- Born: 2 July 1910 Moscow, Russian Empire
- Died: 14 August 1969 (aged 59) Moscow, Soviet Union
- Education: Moscow State University
- Known for: Sommerfeld—Malyuzhinets theory
- Scientific career
- Workplaces: Moscow Institute of Physics and Technology; Lebedev Physical Institute; Academy of Sciences of the Soviet Union;
- Thesis: Certain generalizations of the reflection method in the theory of diffraction of sinusoidal waves (1950)
- Academic advisors: Vladimir Fock, Mikhail Leontovich, Nikolai Andreyev

= Georgii Malyuzhinets =

Russian physicist (1910–1969)

Georgii Danilovich Malyuzhinets (Note: Alternatively transliterated as Maliuzhinets or Maliughinetz.) (Георгий Данилович Малюжинец; 2 July 1910 — 14 August 1969) was a Soviet physicist. He is best known for his contributions to the theory of scattering and diffraction in acoustics and electromagnetics.

Born on 2 July 1910 in Moscow, Malyuzhinets was educated at the Department of Physics at Moscow State University, receiving Candidate of Sciences degree in 1938. Serving as a professor at the same institution until 1942, he became a research fellow at Lebedev Physical Institute in 1944, and presented his Doctor of Science dissertation on sound-absorbing screens in 1951. During his academic career, he has studied under Vladimir Fock, Mikhail Leontovich and Nikolai Andreyev. Becoming a faculty member at the Department of Acoustics in Moscow Institute of Physics and Technology in 1954, he served as the head of Mathematical Laboratory of the Acoustics Institute of Academy of Sciences of the Soviet Union until his death in 1969.

Malyuzhinets' most notable contribution to the diffraction theory is the exact calculation of wave diffraction from a wedge with impedance boundary conditions with Sommerfeld integrals; it is widely adopted in diffraction problems in acoustics, electromagnetics and fluid dynamics. Developed as a part of his DSc. dissertation and referred colloquially as Malyuzhinets or Sommerfeld–Malyuzhinets theory, this solution is expressed in terms of special functions known as Malyuzhinets functions. Malyuzhinets' other contributions include theory of acoustic coatings and gratings, active noise control and parabolic equation methods for short-wave diffraction. He was one of the first researchers to adopt the finite difference method for parabolic diffraction problems, having developed an early finite difference code for underwater acoustics in 1964. His studies on Sommerfeld radiation condition in backward-wave transmission lines in 1951 anticipitated the theory and discovery of negative-index metamaterials in the 2000s.

[DATA EXCERPTS]:
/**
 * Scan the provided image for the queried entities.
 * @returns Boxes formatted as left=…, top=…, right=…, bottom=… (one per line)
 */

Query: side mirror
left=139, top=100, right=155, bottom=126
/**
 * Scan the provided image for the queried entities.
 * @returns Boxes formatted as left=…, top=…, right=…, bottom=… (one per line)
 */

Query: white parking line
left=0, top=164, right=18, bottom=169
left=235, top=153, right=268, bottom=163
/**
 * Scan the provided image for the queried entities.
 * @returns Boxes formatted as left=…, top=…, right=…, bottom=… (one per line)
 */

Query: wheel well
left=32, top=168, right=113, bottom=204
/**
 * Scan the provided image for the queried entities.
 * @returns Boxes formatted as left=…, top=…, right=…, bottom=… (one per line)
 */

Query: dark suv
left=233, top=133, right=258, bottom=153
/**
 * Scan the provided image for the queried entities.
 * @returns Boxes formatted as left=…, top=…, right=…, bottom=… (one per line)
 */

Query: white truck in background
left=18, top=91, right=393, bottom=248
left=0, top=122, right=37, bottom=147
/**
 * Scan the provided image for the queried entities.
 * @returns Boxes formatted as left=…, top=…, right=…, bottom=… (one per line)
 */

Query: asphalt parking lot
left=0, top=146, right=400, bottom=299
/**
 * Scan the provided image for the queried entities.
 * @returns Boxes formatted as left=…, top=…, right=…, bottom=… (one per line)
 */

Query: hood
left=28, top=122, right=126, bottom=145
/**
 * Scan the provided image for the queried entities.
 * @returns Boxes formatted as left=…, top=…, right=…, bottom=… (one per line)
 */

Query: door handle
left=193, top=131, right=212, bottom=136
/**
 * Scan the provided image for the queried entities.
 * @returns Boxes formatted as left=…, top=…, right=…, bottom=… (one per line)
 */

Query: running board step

[TASK TO CARRY OUT]:
Answer these questions from the Malyuzhinets biography above:
1. In what year did Malyuzhinets become a research fellow at Lebedev Physical Institute?
2. What name is given to the special functions that express his solution for wave diffraction from a wedge?
3. In what year did he develop an early finite difference code for underwater acoustics?

[TASK ANSWER]:
1. 1944
2. Malyuzhinets functions
3. 1964